____ PASSAGE GIVEN

The First Defendant, Prangley, registered the domain name britanniabuildingsociety.com.  His evidence was that he intended setting up a business in Iran providing the services of British builders to Iranian employers.  At this time no website had yet been set up.  The First Defendant claimed to have contacted the Patent Office to check that the registration of the name was allowed.  There was a dispute over what the Patent Office told him; his case was that he was told that he had every right to acquire the domain name, provided he did not use it for the purpose of offering services similar to those offered by the Claimant.

On discovery of the existence of the domain name the Claimant alleged that the appropriation and registration of that name constituted threatened passing off and infringement of the Claimant’s rights as the registered owner of various trade marks incorporating the word “Britannia”.

An application for summary judgment was made by the Claimant on the ground that the First Defendant had no possible defence to the claim.

Judgment

Rattee J referred to the decision of Aldous LJ (Court of Appeal) in British Telecommunications Plc v One in a Million Ltd [1999] FSR 1.

Rattee J found the First Defendant’s claim that his intention in registering the domain name was in no way to make fraudulent use of it or to use it as a means of prejudicing the goodwill and reputation of the Claimant by association, was “wholly incredible”.  The judge considered that when registering the domain name, the Defendant was aware of the Claimant and was aware that the name was a commercially useable instrument.

________
____ RECORD EXCERPTS

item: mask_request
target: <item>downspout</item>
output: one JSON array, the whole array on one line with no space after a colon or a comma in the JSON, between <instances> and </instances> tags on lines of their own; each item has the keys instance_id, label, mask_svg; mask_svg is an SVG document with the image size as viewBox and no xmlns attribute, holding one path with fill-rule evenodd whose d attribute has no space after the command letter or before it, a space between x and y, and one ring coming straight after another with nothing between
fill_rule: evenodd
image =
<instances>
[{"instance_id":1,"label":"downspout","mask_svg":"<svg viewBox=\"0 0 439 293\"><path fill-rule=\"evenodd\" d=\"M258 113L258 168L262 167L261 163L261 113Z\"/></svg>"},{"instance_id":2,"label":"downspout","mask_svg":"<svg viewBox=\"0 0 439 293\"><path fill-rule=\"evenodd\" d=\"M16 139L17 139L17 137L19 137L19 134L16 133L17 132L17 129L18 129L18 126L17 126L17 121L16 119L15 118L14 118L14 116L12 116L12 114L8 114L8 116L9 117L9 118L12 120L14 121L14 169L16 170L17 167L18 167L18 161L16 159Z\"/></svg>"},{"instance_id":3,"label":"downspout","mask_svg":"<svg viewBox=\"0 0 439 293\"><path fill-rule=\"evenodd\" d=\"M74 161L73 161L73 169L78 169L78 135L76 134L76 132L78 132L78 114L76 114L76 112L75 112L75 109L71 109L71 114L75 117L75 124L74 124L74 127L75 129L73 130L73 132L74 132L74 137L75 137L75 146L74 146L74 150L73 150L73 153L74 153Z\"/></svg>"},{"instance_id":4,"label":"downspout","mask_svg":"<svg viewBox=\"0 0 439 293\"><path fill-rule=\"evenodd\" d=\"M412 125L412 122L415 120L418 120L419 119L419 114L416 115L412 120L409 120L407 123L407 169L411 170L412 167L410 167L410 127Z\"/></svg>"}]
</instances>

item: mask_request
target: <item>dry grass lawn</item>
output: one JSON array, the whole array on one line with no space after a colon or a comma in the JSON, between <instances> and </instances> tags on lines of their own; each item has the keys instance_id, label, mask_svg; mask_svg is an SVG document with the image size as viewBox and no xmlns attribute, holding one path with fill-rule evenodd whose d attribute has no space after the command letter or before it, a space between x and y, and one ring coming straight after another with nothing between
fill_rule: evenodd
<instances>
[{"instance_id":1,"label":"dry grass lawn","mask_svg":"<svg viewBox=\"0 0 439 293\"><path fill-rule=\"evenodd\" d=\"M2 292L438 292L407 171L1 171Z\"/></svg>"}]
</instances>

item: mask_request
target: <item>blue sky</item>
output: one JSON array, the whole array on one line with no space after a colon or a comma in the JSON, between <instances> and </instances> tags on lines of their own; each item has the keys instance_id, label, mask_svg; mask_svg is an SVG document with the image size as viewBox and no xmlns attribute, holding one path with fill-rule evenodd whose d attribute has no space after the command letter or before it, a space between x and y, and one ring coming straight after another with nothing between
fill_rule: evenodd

________

- GOALS:
1) Repeat the part of the domain name case summary that opens with the words containing "Rattee J found" and closes with "commercially useable instrument.".
2) Carry on the summary of the Britannia domain name case from the point where it stops.
The lines aren't needed for anything here.

- FINAL ANSWERS:
1)
Rattee J found the First Defendant’s claim that his intention in registering the domain name was in no way to make fraudulent use of it or to use it as a means of prejudicing the goodwill and reputation of the Claimant by association, was “wholly incredible”.  The judge considered that when registering the domain name, the Defendant was aware of the Claimant and was aware that the name was a commercially useable instrument.

2)
Rattee J held that the use of the domain name in this country would lead to a serious risk, if not a certainty, of confusion in the mind of anybody who saw the domain name as to whether the owner of the domain was the Claimant or connected to the Claimant.  As such, it was an instrument of fraud and the court should intervene by injunctive relief to prevent the use of such an instrument.  Consequently, the First Defendant was ordered to transfer the domain registration to the Claimant as the First Defendant had no possible defence to the claim of passing off.

It was considered unnecessary to reach any conclusion on the infringement of trade mark aspect of the claim in the light of the injunction granted to the Claimant.